» Passage
======

The Women's 15 kilometre freestyle mass start cross-country skiing competition at the 2002 Winter Olympics in Salt Lake City, United States, was held on 9 February at Soldier Hollow.

All 60 skiers began at once in a mass start. 2002 was the first time that a mass start was held in the Olympics.

The Race
This was the first Winter Olympic cross-country event skied entirely as a mass start race. Previously, this event was held at an interval start. It was also the first cross-country event in Salt Lake City, starting shortly before the men raced 30 km. The 2001 World Champion was Bente Skari of Norway elected not to contest this race, even though she had been the dominant female cross-country racer over the past five years.

======

(Point-based annotation data)
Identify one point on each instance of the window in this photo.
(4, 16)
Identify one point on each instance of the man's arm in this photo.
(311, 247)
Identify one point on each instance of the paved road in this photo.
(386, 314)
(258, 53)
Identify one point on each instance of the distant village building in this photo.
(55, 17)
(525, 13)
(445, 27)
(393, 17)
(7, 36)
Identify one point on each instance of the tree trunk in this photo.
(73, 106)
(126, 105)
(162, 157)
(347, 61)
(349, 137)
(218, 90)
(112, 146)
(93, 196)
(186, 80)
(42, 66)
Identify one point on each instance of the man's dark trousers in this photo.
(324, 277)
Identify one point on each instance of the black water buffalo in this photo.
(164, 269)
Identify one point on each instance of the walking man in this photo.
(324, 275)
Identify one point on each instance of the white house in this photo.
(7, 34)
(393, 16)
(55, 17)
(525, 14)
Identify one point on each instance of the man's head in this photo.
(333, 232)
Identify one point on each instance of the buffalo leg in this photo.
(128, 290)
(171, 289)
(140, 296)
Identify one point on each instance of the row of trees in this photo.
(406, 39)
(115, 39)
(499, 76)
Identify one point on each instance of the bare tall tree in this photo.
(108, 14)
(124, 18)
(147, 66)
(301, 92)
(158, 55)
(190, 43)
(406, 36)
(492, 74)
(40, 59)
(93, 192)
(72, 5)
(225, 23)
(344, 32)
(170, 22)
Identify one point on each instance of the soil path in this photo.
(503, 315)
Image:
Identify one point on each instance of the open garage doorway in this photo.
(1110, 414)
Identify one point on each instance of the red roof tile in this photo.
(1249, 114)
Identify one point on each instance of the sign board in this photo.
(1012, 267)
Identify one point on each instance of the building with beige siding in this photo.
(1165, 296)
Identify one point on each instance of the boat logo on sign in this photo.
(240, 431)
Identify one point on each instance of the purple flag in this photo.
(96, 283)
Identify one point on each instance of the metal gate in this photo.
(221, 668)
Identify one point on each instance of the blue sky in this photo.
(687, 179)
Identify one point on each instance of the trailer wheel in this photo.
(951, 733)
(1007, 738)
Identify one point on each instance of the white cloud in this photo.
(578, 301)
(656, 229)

======

» What you need to do
1 - Answer from the race passage:
(a) At what venue was the competition held?
(b) How many skiers started the race?
(c) What distance did the men race shortly after this event began?
2 - Recast the paragraph of the race passage beginning "The Women's 15 kilometre freestyle" as a short list of its main facts.
3 - Using the race passage, decide whether each statement agrees with it. Answer yes or no and quote the deciding words.
(a) The competition took place on 9 February.
(b) Before 2002, this event used an interval start.
(c) This was the last cross-country event in Salt Lake City.
The records play no role here.

» Responses to the tasks
1 -
(a) Soldier Hollow
(b) 60
(c) 30 km

2 -
- Event: women's 15 km freestyle mass start, cross-country skiing
- Games: 2002 Winter Olympics, Salt Lake City, United States
- Date: 9 February
- Venue: Soldier Hollow

3 -
(a) Yes: "was held on 9 February at Soldier Hollow"
(b) Yes: "Previously, this event was held at an interval start."
(c) No: "It was also the first cross-country event in Salt Lake City"